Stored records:

========================================================================

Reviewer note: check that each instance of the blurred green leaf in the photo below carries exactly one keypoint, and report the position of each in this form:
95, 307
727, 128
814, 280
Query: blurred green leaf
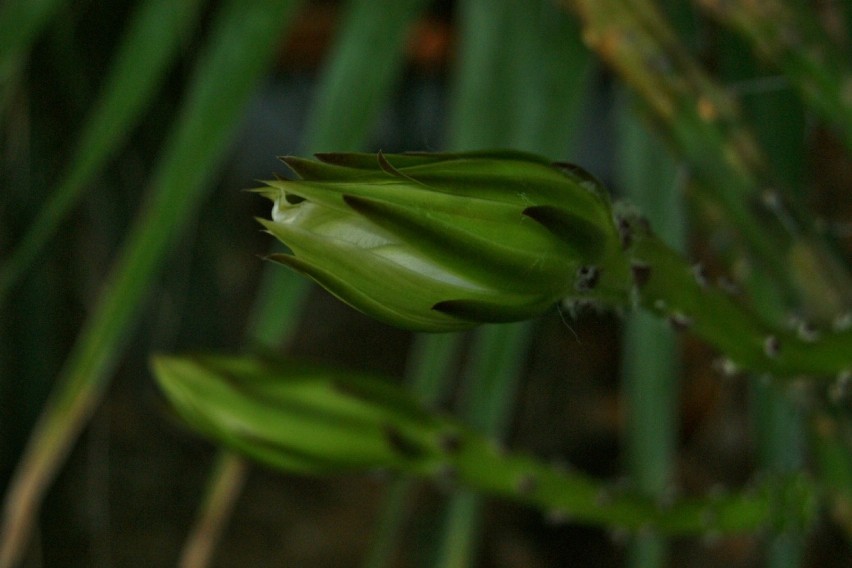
148, 48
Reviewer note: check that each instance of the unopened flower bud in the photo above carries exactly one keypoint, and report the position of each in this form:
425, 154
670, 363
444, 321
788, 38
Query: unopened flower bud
441, 242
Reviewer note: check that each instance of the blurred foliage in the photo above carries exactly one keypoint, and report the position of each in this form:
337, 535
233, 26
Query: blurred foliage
129, 129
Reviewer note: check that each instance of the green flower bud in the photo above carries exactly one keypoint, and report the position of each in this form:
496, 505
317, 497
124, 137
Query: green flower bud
300, 417
441, 242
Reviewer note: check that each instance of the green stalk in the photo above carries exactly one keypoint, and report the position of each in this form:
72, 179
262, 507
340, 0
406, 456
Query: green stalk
157, 29
323, 421
228, 477
367, 58
363, 67
789, 36
490, 380
651, 361
241, 45
520, 83
702, 123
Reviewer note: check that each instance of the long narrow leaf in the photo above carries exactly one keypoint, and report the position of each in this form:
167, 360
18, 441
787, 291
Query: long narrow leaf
148, 47
241, 45
650, 362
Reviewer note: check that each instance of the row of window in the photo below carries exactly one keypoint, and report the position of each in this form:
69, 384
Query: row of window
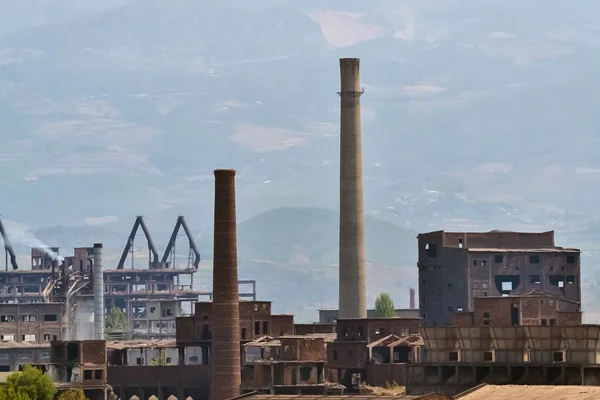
488, 356
533, 259
24, 355
29, 318
27, 338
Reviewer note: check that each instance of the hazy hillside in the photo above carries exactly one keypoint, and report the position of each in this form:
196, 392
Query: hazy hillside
477, 114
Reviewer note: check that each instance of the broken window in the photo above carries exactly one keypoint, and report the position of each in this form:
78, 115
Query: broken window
305, 373
453, 356
557, 280
507, 283
431, 250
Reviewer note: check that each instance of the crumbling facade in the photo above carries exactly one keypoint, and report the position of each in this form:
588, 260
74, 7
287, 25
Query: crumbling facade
286, 365
79, 365
30, 322
362, 346
456, 268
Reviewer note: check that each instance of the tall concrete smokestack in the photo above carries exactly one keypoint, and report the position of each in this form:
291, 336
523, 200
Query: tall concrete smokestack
353, 299
98, 293
225, 378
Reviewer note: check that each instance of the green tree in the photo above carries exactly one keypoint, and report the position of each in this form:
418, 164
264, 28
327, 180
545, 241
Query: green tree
29, 384
11, 394
116, 321
72, 394
384, 306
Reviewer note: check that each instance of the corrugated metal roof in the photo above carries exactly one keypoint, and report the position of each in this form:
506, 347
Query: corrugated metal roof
325, 397
523, 392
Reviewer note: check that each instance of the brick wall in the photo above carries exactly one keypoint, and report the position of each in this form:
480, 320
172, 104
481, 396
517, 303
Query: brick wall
282, 325
463, 319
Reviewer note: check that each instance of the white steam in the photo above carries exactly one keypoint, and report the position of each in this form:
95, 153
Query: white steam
20, 234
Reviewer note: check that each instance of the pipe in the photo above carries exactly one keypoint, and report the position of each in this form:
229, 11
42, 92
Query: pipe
225, 373
352, 275
98, 293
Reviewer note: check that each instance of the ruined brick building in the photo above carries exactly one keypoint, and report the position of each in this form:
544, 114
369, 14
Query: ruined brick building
455, 268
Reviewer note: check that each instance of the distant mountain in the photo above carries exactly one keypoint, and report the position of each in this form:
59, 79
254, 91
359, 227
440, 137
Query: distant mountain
472, 118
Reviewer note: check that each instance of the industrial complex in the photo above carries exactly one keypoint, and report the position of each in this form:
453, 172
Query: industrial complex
495, 315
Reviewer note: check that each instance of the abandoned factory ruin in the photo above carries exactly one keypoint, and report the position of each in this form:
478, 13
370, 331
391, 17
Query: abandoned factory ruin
489, 308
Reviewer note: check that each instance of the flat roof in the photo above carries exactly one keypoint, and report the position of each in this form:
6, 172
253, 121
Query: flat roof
532, 392
378, 319
252, 396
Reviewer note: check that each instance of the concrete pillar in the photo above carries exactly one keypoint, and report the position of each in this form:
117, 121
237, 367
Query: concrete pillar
225, 358
98, 293
352, 290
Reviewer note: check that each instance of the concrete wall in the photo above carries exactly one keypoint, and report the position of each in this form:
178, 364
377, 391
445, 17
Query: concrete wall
456, 268
36, 322
331, 316
382, 374
11, 358
81, 324
370, 330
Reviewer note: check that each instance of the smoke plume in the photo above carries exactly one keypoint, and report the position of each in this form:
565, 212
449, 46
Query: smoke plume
20, 234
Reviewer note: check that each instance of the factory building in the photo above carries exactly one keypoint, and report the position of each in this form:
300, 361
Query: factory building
456, 268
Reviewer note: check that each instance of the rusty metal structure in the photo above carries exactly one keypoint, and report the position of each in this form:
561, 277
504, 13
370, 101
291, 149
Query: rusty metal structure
151, 298
352, 290
225, 361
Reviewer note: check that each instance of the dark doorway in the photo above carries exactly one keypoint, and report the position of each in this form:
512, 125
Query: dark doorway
514, 315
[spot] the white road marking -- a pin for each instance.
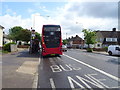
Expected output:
(35, 82)
(71, 80)
(94, 79)
(94, 68)
(52, 83)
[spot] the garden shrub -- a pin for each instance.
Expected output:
(89, 49)
(6, 47)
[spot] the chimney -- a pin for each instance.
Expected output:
(114, 29)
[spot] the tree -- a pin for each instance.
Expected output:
(38, 36)
(14, 33)
(89, 36)
(24, 35)
(65, 42)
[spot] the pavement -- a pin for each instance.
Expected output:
(19, 69)
(96, 52)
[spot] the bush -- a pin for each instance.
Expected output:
(106, 49)
(89, 49)
(6, 47)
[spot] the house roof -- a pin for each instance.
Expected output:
(110, 34)
(1, 27)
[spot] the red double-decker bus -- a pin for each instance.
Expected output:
(51, 40)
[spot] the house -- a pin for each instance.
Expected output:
(106, 38)
(1, 36)
(6, 39)
(75, 42)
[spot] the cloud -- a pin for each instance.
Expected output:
(92, 15)
(10, 21)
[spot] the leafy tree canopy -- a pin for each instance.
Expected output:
(65, 42)
(89, 36)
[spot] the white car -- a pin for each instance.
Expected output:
(114, 50)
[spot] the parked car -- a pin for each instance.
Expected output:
(114, 50)
(64, 48)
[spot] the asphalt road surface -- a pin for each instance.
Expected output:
(79, 69)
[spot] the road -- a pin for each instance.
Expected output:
(78, 69)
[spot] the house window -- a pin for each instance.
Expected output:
(114, 39)
(98, 45)
(108, 39)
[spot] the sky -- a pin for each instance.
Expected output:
(72, 16)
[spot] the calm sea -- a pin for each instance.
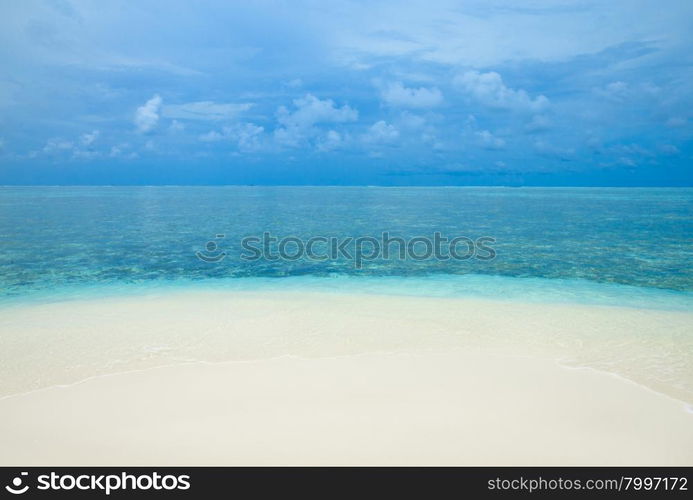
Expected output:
(621, 246)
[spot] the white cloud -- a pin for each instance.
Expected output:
(397, 95)
(176, 126)
(211, 136)
(381, 132)
(147, 116)
(489, 141)
(547, 149)
(489, 89)
(669, 149)
(676, 121)
(122, 151)
(299, 125)
(55, 145)
(89, 138)
(538, 123)
(332, 140)
(205, 110)
(247, 136)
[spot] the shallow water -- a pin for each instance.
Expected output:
(618, 246)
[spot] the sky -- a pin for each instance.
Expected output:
(435, 92)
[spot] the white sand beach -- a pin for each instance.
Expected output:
(292, 378)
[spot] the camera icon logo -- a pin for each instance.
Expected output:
(16, 487)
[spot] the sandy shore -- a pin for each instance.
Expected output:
(428, 408)
(333, 379)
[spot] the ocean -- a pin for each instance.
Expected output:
(616, 246)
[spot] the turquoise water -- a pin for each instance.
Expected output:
(613, 246)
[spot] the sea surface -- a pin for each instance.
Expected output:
(617, 246)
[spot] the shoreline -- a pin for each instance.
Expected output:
(271, 378)
(378, 409)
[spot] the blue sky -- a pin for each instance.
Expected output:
(346, 92)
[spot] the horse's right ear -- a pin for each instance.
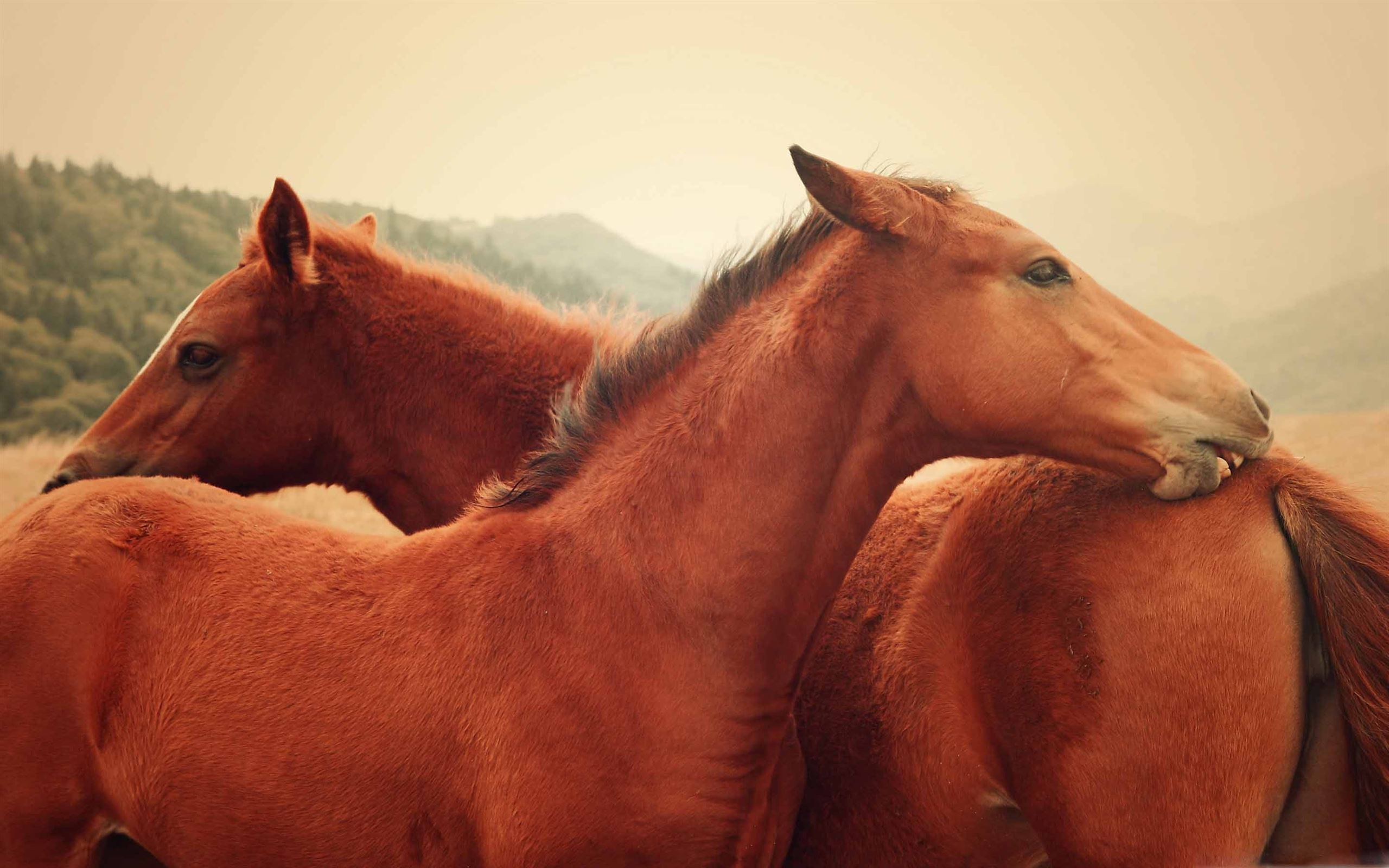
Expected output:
(367, 226)
(863, 200)
(285, 237)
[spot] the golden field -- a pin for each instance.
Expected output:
(1353, 446)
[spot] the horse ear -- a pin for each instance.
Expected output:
(285, 237)
(367, 226)
(863, 200)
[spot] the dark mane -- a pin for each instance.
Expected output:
(617, 378)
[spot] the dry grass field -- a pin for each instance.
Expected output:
(1353, 446)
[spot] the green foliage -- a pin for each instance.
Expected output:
(95, 266)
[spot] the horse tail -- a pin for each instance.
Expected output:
(1342, 552)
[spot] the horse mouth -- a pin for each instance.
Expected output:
(1202, 467)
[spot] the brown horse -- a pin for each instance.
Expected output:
(559, 677)
(1037, 664)
(951, 817)
(405, 382)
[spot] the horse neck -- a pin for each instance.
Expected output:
(772, 450)
(452, 384)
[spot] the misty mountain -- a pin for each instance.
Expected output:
(564, 242)
(1326, 353)
(96, 264)
(1196, 277)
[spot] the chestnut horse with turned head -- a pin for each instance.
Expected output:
(1173, 712)
(598, 663)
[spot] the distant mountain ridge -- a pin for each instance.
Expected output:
(96, 264)
(1195, 276)
(573, 241)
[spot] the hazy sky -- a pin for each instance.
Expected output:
(670, 123)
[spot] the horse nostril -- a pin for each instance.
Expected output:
(60, 480)
(1263, 406)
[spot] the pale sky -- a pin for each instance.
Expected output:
(670, 123)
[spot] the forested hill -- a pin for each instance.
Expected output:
(96, 264)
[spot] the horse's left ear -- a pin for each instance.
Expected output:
(285, 237)
(863, 200)
(367, 226)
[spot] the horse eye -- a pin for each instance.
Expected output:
(197, 356)
(1045, 274)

========================================================================

* [EXERCISE DETAILS] The answer must consist of every line from the data that holds the string "below".

* [REPLY TO THE TASK]
Reviewer note: check that each instance of the blurred green leaf in the photo below carries exactly one keypoint, and report the position of each in this form:
Reviewer note: check that each instance of the row of window in the photo below carries exactly one keypoint, and report the position of each in this form:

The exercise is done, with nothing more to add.